— To do —
**a.** From the text about comedian Robert Andrew Franklin, list every Australian television show on which he was both writer and performer.
**b.** Continue the text about comedian Robert Andrew Franklin from its last sentence.

— Document text —
★ ★ ★ ★ ★ ★ ★
Robert Andrew Franklin (born 1965), is a Hillingdon, London-born, Welsh raised, comedian who has lived in Australia since 1989.

Career

Television
On Australian television, Franklin was both writer and performer on Jimeoin (1994–95), Shaun Micallef's World Around Him (1996), Small Tales & True (1998), Eric (1997), The Mick Molloy Show (1999) and Introducing Gary Petty (2000), in which he played the title role and received an Australian Writers' Guild award nomination.

Franklin has also acted in TV dramas such as Kangaroo Palace (1997), Stingers (2002), After the Deluge (2003), CrashBurn (2003), The Heartbreak Tour (2005), Tripping Over (2006) and an episode of The Adventures of Lano and Woodley ("Starquest").

From 2012 to 2021, Franklin had a recurring role as Brendan O'Grady in the Jack Irish films and television series.

Franklin has made several appearances on Thank God You're Here and was in the sitcoms The Librarians, and Stupid Stupid Man.
★ ★ ★ ★ ★ ★ ★
— Information supplied —
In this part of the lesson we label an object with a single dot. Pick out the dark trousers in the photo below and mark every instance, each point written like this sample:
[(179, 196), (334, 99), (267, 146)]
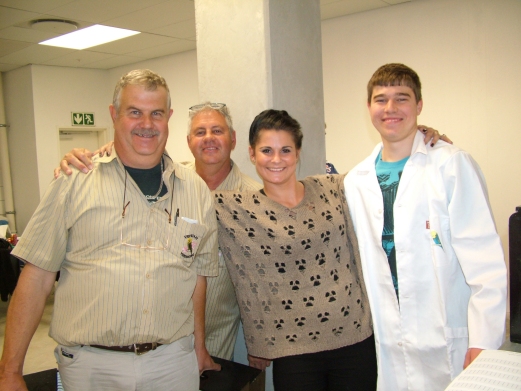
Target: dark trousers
★ ★ ★ ★ ★ ★ ★
— Exercise answers —
**a.** Jimeoin, Shaun Micallef's World Around Him, Small Tales & True, Eric, The Mick Molloy Show, Introducing Gary Petty

**b.**
Franklin starred in Shaun Micallef's TV series Mr & Mrs Murder, Episode 9: The Art of Murder (aired 17 April 2013) as "Jack"; a homeless gentleman with an exquisite eye for class and beauty.  He had a recurring role in the second and third series of Please Like Me, a drama by Australian comedian Josh Thomas.  Franklin also featured as a loan shark in the Australian opera miniseries The Divorce.

Film
Franklin has appeared in several Australian films, including The Craic (1999), You Can't Stop The Murders (2003), Bad Eggs (2003), The Extra (2005), Macbeth (2006), BoyTown (2006)  The Last Confession of Alexander Pearce (2008), Three Blind Mice (2008) and Beneath Hill 60 (2010).

Books
Franklin's first book Under Stones, a collection of 'tales of unease', was published in 2010 by Affirm Press. It won the 2010 Australian Shadows Award for Long Fiction.

His debut novel, Moving Tigers, was published in 2015.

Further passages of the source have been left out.